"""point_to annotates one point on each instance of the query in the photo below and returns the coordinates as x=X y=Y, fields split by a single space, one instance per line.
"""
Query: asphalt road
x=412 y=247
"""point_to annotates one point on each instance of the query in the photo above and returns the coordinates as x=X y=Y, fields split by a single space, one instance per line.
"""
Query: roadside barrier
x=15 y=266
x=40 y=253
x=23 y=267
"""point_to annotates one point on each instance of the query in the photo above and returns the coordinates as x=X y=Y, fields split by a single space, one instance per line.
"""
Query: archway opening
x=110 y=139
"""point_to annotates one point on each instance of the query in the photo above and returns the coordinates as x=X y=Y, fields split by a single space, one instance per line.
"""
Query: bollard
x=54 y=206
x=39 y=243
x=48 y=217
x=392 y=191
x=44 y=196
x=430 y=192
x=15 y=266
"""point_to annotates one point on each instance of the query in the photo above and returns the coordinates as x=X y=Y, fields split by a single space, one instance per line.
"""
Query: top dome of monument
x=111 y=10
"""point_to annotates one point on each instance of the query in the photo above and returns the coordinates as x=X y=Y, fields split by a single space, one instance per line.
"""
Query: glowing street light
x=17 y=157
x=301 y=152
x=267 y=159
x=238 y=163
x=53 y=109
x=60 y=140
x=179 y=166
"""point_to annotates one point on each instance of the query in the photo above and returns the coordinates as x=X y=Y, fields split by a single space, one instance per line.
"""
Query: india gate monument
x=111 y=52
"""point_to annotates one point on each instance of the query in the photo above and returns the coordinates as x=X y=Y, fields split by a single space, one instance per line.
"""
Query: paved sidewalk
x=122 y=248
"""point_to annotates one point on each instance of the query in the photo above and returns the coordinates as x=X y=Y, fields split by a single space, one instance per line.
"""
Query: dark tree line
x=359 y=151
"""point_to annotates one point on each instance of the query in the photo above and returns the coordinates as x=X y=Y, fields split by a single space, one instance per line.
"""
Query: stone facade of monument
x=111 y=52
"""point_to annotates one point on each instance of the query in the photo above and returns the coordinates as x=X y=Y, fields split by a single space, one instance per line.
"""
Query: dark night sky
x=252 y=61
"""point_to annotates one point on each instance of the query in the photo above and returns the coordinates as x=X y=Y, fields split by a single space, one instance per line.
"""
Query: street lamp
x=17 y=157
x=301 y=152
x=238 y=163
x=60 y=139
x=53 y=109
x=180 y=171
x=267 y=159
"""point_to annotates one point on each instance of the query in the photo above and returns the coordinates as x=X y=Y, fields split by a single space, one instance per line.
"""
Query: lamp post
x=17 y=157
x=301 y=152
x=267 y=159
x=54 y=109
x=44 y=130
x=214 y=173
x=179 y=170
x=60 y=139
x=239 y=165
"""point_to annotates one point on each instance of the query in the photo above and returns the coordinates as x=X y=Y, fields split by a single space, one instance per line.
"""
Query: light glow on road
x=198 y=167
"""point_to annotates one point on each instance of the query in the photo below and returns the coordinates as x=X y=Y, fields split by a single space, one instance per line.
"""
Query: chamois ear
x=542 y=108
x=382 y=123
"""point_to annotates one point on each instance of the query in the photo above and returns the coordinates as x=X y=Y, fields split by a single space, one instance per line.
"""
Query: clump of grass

* Activity
Set down all of the records shown above once more, exactly.

* Final answer
"""point_to annotates one point on each instance of the query in the photo below and returns the coordinates as x=X y=Y, fields split by a single space, one instance per line.
"""
Query: asphalt road
x=412 y=247
"""point_to annotates one point on each instance of the query in the photo above and returns the coordinates as x=X y=Y, fields split by a single space, one instance per line.
"""
Query: roadside barrier
x=15 y=266
x=40 y=253
x=23 y=267
"""point_to annotates one point on each instance of the query in the photo above and returns the coordinates as x=X y=Y, fields split by a single space, one instance per line.
"""
Query: archway opening
x=110 y=139
"""point_to annotates one point on each instance of the query in the photo above and returns the coordinates as x=X y=Y, fields split by a single space, one instance per line.
"""
Query: bollard
x=54 y=206
x=39 y=243
x=48 y=217
x=392 y=191
x=44 y=196
x=430 y=192
x=15 y=266
"""point_to annotates one point on each instance of the query in the photo above and returns the coordinates as x=X y=Y, fields split by a single space, one instance per line.
"""
Query: top dome of monument
x=111 y=10
"""point_to annotates one point on each instance of the query in the photo above and returns the coordinates as x=X y=Y, fields split by a single space, one instance per line.
"""
Query: glowing street light
x=17 y=157
x=301 y=152
x=267 y=159
x=238 y=163
x=53 y=109
x=60 y=140
x=179 y=166
"""point_to annotates one point on each instance of the query in the photo above and returns the coordinates as x=X y=Y, fields split by a single space, one instance per line.
"""
Query: india gate monument
x=111 y=52
"""point_to annotates one point on each instance of the query in the photo above and returns the coordinates as x=X y=Y, fields split by a single space, one instance per line.
"""
Query: paved sidewalk
x=122 y=248
"""point_to annotates one point on each instance of the query in the photo above and returns the coordinates as x=X y=Y, fields split by a single space, one instance per line.
"""
Query: dark tree line
x=359 y=151
"""point_to annotates one point on each instance of the query in the photo above and returns the coordinates as x=X y=Y, fields split by a single space, one instance per line.
"""
Query: stone facade of monument
x=111 y=52
"""point_to annotates one point on each instance of the query in the photo above and returns the coordinates as x=X y=Y, fields split by a single space, one instance per line.
"""
Query: dark night sky
x=252 y=61
"""point_to annotates one point on each instance of the query in the photo above and returns the coordinates as x=X y=Y, fields split by a single space, one instance per line.
"""
Query: street lamp
x=17 y=157
x=301 y=152
x=238 y=163
x=60 y=139
x=53 y=109
x=180 y=171
x=267 y=159
"""point_to annotates one point on each instance of the query in the photo above and returns the coordinates as x=X y=Y, fields split by a single space, one instance per line.
"""
Query: lamp post
x=17 y=157
x=301 y=152
x=267 y=159
x=54 y=109
x=44 y=130
x=214 y=173
x=179 y=170
x=60 y=139
x=239 y=165
"""point_to annotates one point on each instance of the query in the photo above and returns the coordinates as x=X y=Y, fields split by a single space, one instance per line.
"""
Query: light glow on road
x=198 y=167
"""point_to annotates one point on each instance of the query in the photo below and returns the coordinates as x=X y=Y, fields split by a single space, one instance per line.
"""
Query: chamois ear
x=542 y=108
x=382 y=123
"""point_to annotates one point on each instance of the query in the photo above and returns the coordinates as x=X y=Y, fields split by a single space, one instance per line.
"""
Query: clump of grass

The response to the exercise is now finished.